*WRITTEN PROBLEM 1*. Copy the records word for word, from their beginning through the line containing "[(356, 109)]", with both ends included. Leave the pictures out of your copy.

-- Start of SELECTION --

The Mughal Empire existed for more than 300 years, from 1526 until the advent of British colonial rule in 1858. It encompassed territory that included vast portions of the Indian subcontinent and Afghanistan. The Mughal rulers were Central Asian Muslims who assimilated many religious faiths under their administration. Famed for its distinctive architecture, including the Taj Mahal, the Mughal Empire is also renowned for its colorful and engaging paintings, many taking the form of scenes from narrative tales.
Art and Stories from Mughal India is organized into eight sections based on the Persian idea of the nama. Nama may be translated as any of a number of English words, among them: book, tale, adventure, story, account, life and memoir. Paintings were integral to the production of namas in book form for royal collections in Mughal India. Art and Stories from Mughal India sets the paintings, now long separated from their bound volumes, into their nama contexts. Four of the exhibition’s sections focus on a specific nama: a fable, a sacred biography, an epic, and a mystic romance.Many of the paintings, long celebrated for their vivid color, startling detail and alluring sense of realism, are displayed double-sided to show complete folios from albums and manuscripts, a constant reminder of their original status as part of a larger book or series.
“The paintings are products of a powerful, multiethnic dynasty of rulers who valued art and literature as essential elements of court life,” said Sonya Rhie Quintanilla, the George P. Bickford Curator of Indian and Southeast Asian Art. “They were made to inspire awe and delight, and this exhibition aims to do the same by making them accessible to audiences today.”

-- End of SELECTION --

*WRITTEN PROBLEM 2*. According to the passage on Mughal art, into how many sections is the exhibition organized, and on what idea are they based?

-- Start of SOURCE RECORDS --

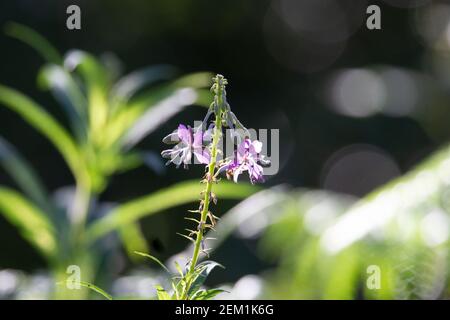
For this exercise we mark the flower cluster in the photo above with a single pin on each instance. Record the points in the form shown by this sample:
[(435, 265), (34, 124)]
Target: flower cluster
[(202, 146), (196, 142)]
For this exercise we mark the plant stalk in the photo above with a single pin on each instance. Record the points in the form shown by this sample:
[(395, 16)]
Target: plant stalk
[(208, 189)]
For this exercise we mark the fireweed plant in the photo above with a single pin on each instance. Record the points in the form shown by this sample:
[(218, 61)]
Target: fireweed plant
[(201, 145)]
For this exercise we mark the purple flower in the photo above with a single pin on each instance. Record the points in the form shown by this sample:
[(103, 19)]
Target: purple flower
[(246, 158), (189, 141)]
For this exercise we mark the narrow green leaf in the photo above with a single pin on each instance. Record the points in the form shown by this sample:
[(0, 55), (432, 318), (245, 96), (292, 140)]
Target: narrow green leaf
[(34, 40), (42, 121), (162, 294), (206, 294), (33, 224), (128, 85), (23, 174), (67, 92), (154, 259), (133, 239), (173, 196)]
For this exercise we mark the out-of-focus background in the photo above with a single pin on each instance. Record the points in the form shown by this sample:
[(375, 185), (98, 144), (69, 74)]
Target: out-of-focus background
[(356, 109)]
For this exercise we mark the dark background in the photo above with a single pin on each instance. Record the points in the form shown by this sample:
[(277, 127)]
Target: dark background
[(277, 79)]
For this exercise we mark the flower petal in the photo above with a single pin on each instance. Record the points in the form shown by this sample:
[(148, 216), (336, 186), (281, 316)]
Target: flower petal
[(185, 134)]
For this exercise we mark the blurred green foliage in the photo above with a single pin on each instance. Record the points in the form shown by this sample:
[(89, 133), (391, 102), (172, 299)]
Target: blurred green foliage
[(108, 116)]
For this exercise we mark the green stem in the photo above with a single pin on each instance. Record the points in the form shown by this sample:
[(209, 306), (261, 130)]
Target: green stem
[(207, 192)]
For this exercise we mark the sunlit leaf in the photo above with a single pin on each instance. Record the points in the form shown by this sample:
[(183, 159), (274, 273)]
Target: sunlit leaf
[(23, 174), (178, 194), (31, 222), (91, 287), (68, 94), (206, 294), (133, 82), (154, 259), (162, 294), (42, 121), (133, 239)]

-- End of SOURCE RECORDS --

*TASK OUTPUT 1*.
For this exercise we mark the flower cluster in the photo above with a single pin on each instance. Record the points in the form shown by this sample:
[(435, 265), (34, 124)]
Target: flower cluster
[(202, 146), (196, 142)]
For this exercise we mark the plant stalk in the photo above with a single pin on each instance. Record the points in the form shown by this sample:
[(395, 16)]
Target: plant stalk
[(208, 189)]
For this exercise we mark the fireweed plant in the photo above with a single pin on each instance. Record the points in the form shown by this sample:
[(218, 61)]
Target: fireweed plant
[(201, 145)]
For this exercise we mark the purple flower in the photo above with a single pin on each instance. Record the points in the form shown by this sample:
[(103, 19)]
Target: purple flower
[(246, 158), (189, 141)]
For this exercise we mark the narrow green leaf in the photo above with a single pin on each instance. Record the points in the form shown by this sample:
[(0, 55), (432, 318), (245, 96), (292, 140)]
Target: narrow green leaf
[(34, 40), (42, 121), (162, 294), (206, 294), (33, 224), (128, 85), (23, 174), (67, 92), (154, 259), (133, 239), (173, 196)]
For this exercise we mark the out-of-focus background in the photo above with a single pin on each instance. Record the points in the form shown by this sample:
[(375, 185), (98, 144), (69, 74)]
Target: out-of-focus background
[(356, 109)]

*TASK OUTPUT 2*. Eight sections, based on the Persian idea of the nama.